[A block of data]
— Start —
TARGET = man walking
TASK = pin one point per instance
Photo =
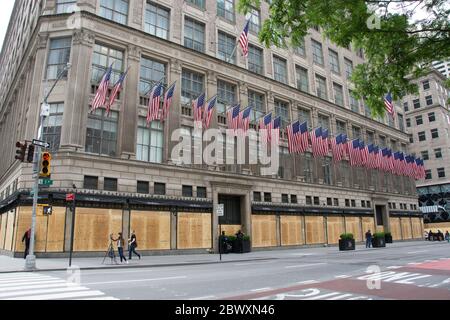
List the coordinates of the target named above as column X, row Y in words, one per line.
column 368, row 239
column 133, row 246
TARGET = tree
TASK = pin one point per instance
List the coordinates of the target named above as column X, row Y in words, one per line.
column 397, row 48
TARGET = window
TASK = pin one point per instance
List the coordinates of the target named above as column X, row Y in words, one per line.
column 90, row 182
column 58, row 57
column 52, row 126
column 438, row 153
column 293, row 198
column 317, row 52
column 225, row 9
column 334, row 61
column 115, row 10
column 110, row 184
column 348, row 68
column 408, row 122
column 194, row 35
column 255, row 20
column 143, row 187
column 279, row 69
column 226, row 48
column 160, row 188
column 151, row 73
column 102, row 59
column 321, row 87
column 338, row 94
column 101, row 132
column 434, row 133
column 255, row 59
column 187, row 191
column 422, row 136
column 419, row 120
column 226, row 95
column 157, row 20
column 149, row 144
column 201, row 192
column 65, row 6
column 302, row 79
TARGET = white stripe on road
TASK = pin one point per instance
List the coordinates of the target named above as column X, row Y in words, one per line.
column 137, row 280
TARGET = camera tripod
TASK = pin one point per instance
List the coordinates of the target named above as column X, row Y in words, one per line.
column 110, row 253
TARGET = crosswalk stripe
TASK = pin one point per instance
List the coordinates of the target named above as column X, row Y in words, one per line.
column 58, row 296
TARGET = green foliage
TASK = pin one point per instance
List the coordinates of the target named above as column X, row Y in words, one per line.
column 397, row 50
column 346, row 236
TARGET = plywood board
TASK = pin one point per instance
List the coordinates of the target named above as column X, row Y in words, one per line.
column 395, row 227
column 353, row 225
column 93, row 227
column 335, row 227
column 314, row 230
column 291, row 230
column 194, row 230
column 406, row 228
column 264, row 233
column 152, row 229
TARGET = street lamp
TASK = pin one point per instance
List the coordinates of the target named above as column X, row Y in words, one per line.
column 30, row 262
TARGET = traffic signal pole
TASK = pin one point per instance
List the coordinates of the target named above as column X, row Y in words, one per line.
column 30, row 262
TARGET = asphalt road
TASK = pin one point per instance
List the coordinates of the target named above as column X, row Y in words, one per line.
column 416, row 270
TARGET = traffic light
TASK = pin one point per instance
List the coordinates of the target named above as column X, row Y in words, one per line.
column 20, row 152
column 30, row 154
column 45, row 165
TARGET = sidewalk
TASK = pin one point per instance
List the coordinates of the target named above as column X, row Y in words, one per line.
column 8, row 264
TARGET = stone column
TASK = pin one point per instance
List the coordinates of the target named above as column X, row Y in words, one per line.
column 76, row 105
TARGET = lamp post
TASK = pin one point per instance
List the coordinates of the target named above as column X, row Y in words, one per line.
column 30, row 262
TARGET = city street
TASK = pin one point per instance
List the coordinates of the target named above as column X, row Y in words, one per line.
column 407, row 270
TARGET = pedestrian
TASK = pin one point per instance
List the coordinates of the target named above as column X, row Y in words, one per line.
column 26, row 237
column 368, row 239
column 120, row 246
column 133, row 246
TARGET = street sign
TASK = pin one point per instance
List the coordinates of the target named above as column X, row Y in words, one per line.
column 220, row 210
column 41, row 144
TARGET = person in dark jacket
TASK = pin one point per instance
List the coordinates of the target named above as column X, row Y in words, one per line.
column 26, row 237
column 133, row 246
column 368, row 239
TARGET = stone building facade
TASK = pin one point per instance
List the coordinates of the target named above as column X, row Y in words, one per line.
column 123, row 172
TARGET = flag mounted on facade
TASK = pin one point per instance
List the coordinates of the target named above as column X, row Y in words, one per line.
column 102, row 91
column 167, row 101
column 243, row 39
column 209, row 111
column 154, row 102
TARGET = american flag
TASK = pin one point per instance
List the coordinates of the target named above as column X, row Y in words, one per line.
column 304, row 137
column 153, row 103
column 209, row 111
column 102, row 91
column 244, row 119
column 197, row 107
column 243, row 39
column 388, row 104
column 117, row 87
column 233, row 117
column 167, row 101
column 316, row 141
— End —
◆ What needs to be done
Edit the rows from the line containing "TARGET = traffic signal pole" through the line containing "column 45, row 165" by changing "pin" to "mark", leaving everything else as it is. Give back only those lines.

◆ Final result
TARGET = traffic signal pole
TASK = mark one point per instance
List the coordinates of the target named above as column X, row Y in words, one per line.
column 30, row 262
TARGET = asphalt road
TASK = mark one point per instance
List the coordinates of the target named above as column X, row Y in words, one per line.
column 416, row 270
TARGET = traffic light
TASK = mark one point per instance
List the coordinates of the target named above as column X, row Y in words, one per line.
column 20, row 152
column 30, row 154
column 45, row 165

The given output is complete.